REQUEST:
Pull out every line of the entries below that contains the string "wall", and treat uppercase and lowercase letters as different.

DATA FOR THIS EXERCISE:

[START]

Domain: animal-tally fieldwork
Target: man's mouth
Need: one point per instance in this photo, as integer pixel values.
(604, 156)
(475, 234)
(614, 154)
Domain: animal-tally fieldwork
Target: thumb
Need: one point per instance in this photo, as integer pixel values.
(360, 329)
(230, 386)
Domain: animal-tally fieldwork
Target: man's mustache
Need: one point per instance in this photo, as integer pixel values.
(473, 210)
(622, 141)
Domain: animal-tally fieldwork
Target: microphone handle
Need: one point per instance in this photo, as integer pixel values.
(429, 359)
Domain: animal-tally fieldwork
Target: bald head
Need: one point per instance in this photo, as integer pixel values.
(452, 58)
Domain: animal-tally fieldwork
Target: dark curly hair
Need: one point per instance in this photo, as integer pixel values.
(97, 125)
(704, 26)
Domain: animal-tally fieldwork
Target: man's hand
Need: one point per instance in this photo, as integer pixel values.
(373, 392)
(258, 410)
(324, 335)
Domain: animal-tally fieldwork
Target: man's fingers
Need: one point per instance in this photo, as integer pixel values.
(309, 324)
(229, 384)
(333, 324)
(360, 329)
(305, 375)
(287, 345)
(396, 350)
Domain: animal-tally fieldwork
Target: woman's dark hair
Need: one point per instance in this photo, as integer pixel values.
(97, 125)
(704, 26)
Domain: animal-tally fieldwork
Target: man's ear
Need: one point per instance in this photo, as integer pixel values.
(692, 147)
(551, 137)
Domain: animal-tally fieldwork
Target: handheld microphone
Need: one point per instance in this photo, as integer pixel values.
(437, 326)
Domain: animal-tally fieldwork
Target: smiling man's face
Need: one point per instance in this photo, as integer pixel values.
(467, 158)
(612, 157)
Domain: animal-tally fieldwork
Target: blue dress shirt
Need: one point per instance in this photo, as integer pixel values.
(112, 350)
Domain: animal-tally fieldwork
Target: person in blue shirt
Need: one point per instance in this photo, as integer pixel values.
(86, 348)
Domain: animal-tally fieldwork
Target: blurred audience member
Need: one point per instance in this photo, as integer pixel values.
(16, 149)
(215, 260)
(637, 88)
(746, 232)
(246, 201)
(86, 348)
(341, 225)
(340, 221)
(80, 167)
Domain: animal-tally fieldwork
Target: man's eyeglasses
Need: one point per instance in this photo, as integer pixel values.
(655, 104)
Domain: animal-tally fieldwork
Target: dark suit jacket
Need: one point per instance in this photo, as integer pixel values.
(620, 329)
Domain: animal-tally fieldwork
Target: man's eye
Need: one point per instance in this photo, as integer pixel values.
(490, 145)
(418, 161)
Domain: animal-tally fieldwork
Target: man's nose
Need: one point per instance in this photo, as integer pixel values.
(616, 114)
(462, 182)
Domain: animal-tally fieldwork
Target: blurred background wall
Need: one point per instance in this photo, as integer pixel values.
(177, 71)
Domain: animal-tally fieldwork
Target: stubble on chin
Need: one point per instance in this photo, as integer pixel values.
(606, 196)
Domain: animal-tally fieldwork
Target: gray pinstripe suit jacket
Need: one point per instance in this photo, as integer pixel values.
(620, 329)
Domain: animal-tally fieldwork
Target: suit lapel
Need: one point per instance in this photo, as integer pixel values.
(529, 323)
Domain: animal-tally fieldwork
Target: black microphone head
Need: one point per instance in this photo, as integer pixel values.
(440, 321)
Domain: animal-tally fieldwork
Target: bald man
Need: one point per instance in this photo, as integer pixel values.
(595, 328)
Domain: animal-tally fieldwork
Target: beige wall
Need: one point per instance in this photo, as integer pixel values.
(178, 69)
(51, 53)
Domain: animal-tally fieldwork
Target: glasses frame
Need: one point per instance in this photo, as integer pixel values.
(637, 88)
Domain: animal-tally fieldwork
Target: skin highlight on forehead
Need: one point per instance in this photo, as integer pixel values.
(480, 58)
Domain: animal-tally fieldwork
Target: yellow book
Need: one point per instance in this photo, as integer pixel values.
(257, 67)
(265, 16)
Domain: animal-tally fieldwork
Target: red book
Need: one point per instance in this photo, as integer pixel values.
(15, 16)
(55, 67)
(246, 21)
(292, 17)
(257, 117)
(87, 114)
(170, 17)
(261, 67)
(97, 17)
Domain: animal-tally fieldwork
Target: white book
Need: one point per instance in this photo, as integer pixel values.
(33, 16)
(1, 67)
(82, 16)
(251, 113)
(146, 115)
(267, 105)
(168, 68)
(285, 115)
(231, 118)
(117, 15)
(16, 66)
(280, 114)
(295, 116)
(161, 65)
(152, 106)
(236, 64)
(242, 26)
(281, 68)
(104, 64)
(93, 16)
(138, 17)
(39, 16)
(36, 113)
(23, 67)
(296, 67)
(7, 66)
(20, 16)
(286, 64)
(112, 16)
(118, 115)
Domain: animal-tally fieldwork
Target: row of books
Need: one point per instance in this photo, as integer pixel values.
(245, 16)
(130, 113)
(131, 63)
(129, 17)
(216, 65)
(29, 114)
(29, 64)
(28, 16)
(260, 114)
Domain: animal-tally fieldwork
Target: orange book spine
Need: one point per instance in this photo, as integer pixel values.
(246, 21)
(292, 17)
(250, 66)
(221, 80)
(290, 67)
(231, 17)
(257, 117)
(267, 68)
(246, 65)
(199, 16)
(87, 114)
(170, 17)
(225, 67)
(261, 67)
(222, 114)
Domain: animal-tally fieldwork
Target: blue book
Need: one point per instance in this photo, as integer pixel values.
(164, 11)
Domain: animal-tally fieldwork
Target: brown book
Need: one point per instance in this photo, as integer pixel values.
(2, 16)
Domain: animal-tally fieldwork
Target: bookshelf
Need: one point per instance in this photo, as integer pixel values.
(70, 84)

[END]

WRITTEN REPLY:
Target: blurred background wall
Target: beige wall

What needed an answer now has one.